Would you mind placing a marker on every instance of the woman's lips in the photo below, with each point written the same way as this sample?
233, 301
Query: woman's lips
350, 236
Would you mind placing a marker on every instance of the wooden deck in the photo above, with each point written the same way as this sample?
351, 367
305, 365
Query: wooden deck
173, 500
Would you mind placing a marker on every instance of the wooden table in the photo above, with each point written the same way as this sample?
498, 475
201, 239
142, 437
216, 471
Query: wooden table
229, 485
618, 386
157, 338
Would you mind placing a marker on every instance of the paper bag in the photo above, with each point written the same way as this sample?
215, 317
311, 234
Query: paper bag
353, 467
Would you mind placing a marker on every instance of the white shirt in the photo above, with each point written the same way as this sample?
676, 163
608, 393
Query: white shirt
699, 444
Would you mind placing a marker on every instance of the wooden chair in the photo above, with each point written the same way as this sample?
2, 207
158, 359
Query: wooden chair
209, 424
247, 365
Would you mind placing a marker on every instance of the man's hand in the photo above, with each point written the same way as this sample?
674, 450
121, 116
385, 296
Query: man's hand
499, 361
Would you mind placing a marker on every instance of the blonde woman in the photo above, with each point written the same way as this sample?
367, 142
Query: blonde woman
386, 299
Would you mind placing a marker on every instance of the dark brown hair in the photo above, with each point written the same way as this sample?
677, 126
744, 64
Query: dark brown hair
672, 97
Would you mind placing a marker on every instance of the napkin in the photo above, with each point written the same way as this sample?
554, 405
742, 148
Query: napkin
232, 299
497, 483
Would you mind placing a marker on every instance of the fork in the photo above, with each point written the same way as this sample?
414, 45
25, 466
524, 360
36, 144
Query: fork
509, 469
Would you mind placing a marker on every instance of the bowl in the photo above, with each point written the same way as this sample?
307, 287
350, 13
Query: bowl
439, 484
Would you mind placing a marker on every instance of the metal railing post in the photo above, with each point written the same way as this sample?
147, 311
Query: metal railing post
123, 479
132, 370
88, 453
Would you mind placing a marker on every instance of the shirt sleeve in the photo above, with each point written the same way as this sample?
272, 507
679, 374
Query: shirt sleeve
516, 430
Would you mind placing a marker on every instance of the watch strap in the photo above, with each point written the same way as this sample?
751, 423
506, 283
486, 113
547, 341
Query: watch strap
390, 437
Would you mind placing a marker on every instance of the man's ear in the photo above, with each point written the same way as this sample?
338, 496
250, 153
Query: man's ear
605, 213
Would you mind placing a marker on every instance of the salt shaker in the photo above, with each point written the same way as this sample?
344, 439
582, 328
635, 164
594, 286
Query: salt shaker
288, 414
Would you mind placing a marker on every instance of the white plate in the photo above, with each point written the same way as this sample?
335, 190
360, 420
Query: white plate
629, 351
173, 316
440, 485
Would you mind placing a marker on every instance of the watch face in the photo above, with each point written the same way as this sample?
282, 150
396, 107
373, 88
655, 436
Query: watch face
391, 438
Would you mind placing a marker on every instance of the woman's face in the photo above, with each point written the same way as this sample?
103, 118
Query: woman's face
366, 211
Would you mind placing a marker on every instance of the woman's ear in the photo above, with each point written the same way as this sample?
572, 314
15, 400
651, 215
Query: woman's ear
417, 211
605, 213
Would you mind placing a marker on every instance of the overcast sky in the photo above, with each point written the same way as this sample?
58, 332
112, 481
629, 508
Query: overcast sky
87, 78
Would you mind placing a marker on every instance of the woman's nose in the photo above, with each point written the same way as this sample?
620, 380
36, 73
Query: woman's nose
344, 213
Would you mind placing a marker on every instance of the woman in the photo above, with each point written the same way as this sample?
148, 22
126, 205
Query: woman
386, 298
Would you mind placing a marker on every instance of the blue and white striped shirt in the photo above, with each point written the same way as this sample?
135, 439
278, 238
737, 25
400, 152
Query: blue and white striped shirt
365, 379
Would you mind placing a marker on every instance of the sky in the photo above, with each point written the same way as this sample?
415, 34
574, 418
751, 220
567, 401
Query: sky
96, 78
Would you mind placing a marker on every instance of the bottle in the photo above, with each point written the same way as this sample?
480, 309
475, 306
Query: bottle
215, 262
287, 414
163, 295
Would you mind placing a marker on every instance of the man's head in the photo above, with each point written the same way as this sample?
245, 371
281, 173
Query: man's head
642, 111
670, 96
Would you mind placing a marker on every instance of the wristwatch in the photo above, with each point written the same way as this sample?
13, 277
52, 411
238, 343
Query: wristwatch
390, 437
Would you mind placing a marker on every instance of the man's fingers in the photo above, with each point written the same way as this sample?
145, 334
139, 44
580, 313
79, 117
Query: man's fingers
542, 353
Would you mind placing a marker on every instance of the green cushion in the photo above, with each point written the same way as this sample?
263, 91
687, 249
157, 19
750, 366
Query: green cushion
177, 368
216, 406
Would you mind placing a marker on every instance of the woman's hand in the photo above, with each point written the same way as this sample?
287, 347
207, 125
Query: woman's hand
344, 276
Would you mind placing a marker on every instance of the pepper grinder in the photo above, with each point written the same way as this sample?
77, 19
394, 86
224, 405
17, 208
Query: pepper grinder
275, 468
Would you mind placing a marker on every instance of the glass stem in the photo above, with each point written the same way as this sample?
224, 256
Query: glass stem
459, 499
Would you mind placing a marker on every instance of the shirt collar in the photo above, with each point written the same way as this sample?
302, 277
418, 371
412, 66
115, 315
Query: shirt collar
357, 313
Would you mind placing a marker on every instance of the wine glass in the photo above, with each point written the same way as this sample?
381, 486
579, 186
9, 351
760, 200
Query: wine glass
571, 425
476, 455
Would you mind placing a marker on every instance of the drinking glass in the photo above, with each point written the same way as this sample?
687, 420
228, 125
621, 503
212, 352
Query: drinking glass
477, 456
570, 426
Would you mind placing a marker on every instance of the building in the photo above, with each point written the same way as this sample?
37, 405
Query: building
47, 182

# # # # # # #

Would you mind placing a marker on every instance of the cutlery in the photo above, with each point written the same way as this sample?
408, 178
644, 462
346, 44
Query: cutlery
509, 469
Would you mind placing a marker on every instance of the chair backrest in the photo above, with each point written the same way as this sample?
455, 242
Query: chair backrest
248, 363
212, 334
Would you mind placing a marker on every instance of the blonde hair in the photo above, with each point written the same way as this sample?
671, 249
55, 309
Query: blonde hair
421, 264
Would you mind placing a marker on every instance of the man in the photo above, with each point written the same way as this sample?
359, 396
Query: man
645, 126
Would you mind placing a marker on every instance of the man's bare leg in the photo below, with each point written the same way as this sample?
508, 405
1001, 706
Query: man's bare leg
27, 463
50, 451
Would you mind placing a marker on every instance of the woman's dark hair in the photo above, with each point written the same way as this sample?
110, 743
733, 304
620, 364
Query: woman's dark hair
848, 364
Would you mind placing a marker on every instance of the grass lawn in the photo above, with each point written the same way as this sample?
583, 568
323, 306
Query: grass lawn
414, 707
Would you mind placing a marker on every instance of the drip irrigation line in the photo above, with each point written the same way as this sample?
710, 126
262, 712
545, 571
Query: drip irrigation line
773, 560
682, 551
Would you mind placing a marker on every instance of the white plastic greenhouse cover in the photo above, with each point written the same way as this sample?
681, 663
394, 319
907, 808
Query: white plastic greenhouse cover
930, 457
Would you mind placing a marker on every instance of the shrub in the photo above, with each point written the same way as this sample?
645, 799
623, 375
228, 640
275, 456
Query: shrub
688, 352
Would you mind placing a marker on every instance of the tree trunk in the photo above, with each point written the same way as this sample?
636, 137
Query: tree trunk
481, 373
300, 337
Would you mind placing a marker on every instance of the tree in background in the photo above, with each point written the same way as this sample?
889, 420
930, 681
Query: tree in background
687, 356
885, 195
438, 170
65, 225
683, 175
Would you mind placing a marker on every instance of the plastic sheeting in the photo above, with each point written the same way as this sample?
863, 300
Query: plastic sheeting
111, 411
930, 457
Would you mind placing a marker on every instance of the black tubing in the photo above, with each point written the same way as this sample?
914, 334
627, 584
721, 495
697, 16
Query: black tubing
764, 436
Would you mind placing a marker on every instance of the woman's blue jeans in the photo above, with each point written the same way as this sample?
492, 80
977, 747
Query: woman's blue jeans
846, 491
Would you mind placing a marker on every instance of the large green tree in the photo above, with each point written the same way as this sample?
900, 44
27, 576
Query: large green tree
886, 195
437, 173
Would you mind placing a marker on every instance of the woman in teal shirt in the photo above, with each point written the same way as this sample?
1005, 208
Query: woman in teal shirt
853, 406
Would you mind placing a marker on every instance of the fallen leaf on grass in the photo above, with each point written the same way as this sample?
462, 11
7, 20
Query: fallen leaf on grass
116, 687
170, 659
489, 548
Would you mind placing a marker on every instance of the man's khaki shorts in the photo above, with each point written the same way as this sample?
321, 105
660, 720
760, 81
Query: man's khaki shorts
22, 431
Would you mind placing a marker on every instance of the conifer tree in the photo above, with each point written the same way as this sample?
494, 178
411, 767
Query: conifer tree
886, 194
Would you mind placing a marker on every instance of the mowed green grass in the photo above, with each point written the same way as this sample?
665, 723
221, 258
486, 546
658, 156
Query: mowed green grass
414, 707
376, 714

# # # # # # #

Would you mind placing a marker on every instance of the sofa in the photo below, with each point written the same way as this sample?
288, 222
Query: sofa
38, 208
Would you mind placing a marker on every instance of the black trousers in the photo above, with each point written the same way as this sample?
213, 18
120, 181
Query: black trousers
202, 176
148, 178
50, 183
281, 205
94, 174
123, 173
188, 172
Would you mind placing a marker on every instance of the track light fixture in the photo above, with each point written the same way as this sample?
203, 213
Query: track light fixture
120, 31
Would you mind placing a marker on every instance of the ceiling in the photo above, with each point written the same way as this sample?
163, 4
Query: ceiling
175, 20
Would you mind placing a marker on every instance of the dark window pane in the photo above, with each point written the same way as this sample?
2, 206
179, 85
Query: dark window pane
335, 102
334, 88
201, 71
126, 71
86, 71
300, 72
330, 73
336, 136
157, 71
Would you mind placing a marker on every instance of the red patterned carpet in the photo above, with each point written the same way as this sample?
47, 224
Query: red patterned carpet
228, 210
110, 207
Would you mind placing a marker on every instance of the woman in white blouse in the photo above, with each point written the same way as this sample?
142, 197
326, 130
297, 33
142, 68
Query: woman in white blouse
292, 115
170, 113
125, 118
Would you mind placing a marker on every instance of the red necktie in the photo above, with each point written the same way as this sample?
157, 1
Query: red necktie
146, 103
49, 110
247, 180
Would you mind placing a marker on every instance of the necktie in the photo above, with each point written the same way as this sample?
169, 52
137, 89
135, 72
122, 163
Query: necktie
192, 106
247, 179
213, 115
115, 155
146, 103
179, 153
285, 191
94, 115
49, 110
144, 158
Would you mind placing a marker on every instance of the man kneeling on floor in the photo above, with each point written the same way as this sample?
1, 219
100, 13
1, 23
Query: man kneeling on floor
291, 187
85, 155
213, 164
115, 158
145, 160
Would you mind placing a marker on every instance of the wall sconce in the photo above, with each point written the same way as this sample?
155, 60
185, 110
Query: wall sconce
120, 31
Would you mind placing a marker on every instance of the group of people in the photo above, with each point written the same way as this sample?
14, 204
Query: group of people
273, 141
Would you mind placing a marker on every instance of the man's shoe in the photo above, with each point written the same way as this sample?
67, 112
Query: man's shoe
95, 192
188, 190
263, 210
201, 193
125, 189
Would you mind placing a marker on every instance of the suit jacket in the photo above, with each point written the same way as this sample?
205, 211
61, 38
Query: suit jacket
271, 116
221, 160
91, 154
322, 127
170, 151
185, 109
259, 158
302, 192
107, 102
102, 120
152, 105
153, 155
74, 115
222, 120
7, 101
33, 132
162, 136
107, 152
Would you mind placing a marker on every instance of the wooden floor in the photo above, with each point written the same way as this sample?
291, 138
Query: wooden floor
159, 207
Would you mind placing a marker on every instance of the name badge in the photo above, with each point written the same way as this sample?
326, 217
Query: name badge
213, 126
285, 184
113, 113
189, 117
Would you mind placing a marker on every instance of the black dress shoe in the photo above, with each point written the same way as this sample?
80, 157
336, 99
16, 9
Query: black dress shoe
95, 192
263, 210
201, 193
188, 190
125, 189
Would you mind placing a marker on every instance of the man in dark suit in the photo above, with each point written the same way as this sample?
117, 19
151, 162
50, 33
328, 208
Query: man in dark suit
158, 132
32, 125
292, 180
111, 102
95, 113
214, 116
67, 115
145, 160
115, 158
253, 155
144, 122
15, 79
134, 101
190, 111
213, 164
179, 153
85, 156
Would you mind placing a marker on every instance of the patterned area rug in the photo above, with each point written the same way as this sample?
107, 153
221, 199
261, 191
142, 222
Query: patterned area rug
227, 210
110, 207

# # # # # # #

What is asked: Gather every line in the records above that contains the word "shorts". Treat the match as case-sensitive.

Correct answer:
Would you mind placing a marker on every instance of the man's khaki shorts in the photo above, with each point written the same way as this sample?
Query: man's khaki shorts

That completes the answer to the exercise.